• _Aim of the exercise_: Drop all images. Then write out each line below exactly as given.

• _Excerpted records_:
BEGIN
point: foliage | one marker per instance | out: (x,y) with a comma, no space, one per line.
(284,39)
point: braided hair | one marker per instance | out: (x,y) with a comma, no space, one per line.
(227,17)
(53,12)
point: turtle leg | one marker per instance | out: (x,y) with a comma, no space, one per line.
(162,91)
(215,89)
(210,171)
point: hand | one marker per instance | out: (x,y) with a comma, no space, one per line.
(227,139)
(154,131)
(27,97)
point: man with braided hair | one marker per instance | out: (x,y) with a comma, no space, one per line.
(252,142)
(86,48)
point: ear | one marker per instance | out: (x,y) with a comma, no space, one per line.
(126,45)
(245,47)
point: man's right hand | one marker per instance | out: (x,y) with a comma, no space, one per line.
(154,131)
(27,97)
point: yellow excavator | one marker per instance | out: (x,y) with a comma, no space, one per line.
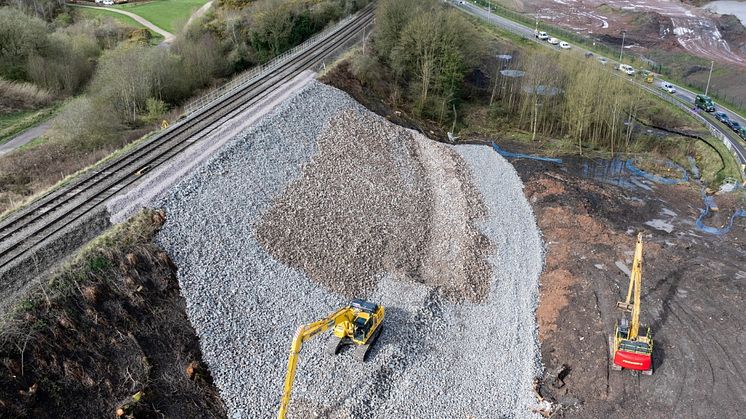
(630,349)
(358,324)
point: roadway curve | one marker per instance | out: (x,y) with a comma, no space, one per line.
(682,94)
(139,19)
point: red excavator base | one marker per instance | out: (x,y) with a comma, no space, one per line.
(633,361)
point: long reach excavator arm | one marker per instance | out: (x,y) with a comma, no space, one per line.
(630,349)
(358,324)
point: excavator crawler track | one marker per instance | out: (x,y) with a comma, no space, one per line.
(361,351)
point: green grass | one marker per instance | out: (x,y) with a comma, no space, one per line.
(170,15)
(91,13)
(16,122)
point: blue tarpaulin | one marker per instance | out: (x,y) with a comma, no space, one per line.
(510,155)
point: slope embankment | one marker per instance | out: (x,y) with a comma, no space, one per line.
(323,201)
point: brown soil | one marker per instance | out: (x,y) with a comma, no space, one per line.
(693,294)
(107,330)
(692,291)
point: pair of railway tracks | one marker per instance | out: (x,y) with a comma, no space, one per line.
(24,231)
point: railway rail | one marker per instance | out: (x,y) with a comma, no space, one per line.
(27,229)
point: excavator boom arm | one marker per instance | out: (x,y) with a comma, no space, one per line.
END
• _Exercise response_:
point: foliage | one marker per instance | out: (x,y) with a comma, no space, one per line.
(284,39)
point: braided hair | one marker per instance | out: (x,y) with a comma, no space, one per line.
(227,17)
(53,12)
point: turtle leg | one marker per instance | out: (x,y) with a comma, no space, one per line.
(162,91)
(215,89)
(210,171)
point: hand | one marker per instance | out: (x,y) with a comma, no space, one per line.
(227,139)
(154,131)
(27,97)
point: man with braided hair | one marker per instance | out: (x,y) with a comma, no space, one per line.
(252,142)
(86,48)
point: ear | one marker per instance | out: (x,y) with a comma, no space, one per line.
(126,45)
(245,47)
point: man's right hand | one marker per instance | out: (x,y) with a comma, no space, one per line.
(154,131)
(27,97)
point: yellow excavator | one marker per instance | out: (x,y) with a comma, no space, one per line.
(630,349)
(358,324)
point: roadway curve | one marker per instance | out: (x,y) with a comma, no space, one per line.
(682,94)
(139,19)
point: red excavator base | one marker per instance | out: (x,y) with a comma, no space, one per line.
(633,361)
point: long reach excavator arm | one marker per instance | out: (x,y) with a comma, no space, one per line.
(630,349)
(358,324)
point: excavator crawler track | one marker per instance | out: (x,y) with a comma, no space, one per line.
(361,351)
point: green grass | one marker per instance | out: (x,y) with a comma, no space, one per line.
(170,15)
(91,13)
(16,122)
point: blue tarpaulin | one marker per instance | out: (x,y) with a comma, no space, one per line.
(510,155)
point: slope embankment | one marker per instance | out: (x,y) with a comma, no space, one per line.
(323,201)
point: brown soil | one marker per instance | out: (x,y) with a comma, no space, one per line.
(693,294)
(107,330)
(692,291)
point: pair of railway tracks | one marker per instance | out: (x,y) with a comma, no space, one per line.
(24,231)
point: railway rail | one marker per instance | out: (x,y) with a comma, no space, one per line.
(27,229)
point: excavator boom arm | one marker per instance | out: (x,y) with a comma, no space, one per line.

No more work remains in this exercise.